Entries from a point annotation set
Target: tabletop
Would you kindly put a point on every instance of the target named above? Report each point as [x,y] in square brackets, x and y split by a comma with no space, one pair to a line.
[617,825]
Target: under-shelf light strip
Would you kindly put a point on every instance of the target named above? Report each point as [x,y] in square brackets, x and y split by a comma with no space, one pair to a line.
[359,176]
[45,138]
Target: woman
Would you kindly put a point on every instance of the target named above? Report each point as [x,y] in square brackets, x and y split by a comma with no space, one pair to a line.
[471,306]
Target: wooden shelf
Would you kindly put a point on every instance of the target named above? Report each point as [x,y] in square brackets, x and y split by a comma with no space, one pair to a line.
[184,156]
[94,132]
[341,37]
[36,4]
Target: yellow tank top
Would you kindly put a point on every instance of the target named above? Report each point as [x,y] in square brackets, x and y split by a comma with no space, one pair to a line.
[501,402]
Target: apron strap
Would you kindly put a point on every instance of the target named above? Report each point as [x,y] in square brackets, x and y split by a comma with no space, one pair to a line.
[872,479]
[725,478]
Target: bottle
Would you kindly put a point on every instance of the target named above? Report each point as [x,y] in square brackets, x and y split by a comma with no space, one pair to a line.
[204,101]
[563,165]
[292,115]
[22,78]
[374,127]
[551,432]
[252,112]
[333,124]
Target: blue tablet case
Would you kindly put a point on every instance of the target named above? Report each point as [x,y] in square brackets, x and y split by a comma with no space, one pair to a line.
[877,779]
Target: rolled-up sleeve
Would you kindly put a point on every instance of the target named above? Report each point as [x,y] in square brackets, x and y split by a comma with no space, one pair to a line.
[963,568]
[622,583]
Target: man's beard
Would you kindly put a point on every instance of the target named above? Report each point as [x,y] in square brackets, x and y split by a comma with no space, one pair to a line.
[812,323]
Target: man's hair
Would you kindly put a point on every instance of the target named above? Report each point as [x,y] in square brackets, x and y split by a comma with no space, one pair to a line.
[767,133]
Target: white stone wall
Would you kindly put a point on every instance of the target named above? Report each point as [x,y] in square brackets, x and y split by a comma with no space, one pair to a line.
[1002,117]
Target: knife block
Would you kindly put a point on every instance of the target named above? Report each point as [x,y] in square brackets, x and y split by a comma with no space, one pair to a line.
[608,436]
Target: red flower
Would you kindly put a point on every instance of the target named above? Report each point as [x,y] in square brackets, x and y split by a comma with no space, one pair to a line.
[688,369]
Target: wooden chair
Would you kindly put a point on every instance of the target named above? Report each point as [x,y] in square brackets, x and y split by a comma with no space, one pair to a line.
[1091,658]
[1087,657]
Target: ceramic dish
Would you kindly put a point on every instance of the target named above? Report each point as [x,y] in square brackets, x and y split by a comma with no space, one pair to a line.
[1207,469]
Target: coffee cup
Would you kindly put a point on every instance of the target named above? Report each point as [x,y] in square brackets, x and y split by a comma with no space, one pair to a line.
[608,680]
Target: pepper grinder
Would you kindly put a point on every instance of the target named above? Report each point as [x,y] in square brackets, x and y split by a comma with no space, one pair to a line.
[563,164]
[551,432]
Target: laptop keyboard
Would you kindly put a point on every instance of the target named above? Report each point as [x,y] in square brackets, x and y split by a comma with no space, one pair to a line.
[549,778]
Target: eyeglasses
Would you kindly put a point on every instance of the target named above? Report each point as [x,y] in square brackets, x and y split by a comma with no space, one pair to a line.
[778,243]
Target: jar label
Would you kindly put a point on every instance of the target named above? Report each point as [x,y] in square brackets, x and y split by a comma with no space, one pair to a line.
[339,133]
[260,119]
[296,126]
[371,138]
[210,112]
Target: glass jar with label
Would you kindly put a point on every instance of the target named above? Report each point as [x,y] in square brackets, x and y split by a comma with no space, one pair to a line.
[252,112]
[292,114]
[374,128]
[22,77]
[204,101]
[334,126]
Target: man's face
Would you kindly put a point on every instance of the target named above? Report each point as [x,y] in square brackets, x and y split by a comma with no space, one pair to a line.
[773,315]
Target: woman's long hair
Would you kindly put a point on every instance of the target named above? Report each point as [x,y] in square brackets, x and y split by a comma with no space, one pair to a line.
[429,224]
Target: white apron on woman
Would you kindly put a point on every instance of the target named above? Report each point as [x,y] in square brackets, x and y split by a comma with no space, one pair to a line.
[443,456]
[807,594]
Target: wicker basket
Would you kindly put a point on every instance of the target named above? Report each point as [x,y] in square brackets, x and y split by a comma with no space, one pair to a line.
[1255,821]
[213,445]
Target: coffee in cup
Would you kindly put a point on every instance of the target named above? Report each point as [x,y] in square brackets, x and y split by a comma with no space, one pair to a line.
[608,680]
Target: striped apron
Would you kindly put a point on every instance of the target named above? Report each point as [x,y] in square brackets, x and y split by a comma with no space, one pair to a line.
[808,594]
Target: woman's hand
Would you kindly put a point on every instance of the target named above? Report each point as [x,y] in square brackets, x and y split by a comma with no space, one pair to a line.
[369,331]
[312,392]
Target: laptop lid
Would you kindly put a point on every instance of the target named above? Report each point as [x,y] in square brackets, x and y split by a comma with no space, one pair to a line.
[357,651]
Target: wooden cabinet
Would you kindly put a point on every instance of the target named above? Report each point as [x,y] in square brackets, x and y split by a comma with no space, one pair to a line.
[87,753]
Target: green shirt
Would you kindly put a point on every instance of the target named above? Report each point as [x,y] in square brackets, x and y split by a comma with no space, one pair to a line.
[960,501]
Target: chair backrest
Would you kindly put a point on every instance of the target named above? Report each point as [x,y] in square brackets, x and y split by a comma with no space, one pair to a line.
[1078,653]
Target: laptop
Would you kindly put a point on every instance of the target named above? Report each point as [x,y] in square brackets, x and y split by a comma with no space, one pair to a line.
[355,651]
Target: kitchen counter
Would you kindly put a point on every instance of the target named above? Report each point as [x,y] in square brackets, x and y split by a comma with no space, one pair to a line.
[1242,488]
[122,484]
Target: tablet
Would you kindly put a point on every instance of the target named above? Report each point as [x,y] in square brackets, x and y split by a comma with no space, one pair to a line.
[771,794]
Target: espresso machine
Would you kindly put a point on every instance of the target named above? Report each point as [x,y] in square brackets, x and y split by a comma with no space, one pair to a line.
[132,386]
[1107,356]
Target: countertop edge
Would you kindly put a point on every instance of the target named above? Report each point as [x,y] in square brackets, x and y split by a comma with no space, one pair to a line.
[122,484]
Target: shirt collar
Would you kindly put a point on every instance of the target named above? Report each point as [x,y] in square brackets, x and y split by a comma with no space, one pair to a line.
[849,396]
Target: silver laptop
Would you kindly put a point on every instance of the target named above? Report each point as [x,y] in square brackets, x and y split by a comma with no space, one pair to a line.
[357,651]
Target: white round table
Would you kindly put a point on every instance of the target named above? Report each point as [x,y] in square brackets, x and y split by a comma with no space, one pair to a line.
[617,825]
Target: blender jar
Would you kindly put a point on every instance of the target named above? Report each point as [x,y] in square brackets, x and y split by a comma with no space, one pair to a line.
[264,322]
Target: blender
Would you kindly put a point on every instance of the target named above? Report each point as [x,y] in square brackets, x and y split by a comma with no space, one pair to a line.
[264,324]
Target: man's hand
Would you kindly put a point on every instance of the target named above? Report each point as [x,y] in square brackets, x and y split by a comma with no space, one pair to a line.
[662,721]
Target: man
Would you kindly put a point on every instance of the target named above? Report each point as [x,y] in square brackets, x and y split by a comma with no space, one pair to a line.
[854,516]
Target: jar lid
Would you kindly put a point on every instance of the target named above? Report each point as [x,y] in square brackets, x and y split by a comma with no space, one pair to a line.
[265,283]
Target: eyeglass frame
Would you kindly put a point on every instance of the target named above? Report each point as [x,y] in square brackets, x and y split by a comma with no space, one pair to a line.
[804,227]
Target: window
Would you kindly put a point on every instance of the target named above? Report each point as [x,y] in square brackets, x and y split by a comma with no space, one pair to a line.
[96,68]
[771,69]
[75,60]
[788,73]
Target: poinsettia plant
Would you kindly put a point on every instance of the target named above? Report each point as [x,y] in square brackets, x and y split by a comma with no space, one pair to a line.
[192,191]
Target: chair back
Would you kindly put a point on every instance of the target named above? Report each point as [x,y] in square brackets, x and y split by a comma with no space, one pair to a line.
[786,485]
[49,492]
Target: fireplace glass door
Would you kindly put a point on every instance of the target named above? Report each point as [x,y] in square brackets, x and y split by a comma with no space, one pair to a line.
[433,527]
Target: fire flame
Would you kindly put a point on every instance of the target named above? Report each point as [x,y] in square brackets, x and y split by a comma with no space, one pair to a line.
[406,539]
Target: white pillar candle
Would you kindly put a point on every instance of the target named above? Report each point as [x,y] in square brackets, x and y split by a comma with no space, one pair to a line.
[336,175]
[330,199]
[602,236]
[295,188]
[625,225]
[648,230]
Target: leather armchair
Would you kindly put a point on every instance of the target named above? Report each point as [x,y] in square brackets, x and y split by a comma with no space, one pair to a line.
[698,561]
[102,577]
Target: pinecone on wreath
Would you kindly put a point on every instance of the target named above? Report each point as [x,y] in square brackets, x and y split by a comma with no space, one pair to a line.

> _What this task involves_: Repeat word for word each line from the one with "Target: leather armchair" to the end of the records above, inclusive.

> _Answer for this exercise_:
Target: leather armchair
Would you kindly put a point on every instance of the target named above? Report each point as [x,y] in square brackets, x and y split by a comma with no space, one pair to a line.
[698,561]
[102,577]
Target: pinecone on wreath
Would you kindly put a point on every instance of the target named above? Report each point as [x,y] in square brackets, x and y split by a comma with no space, one pair to a line.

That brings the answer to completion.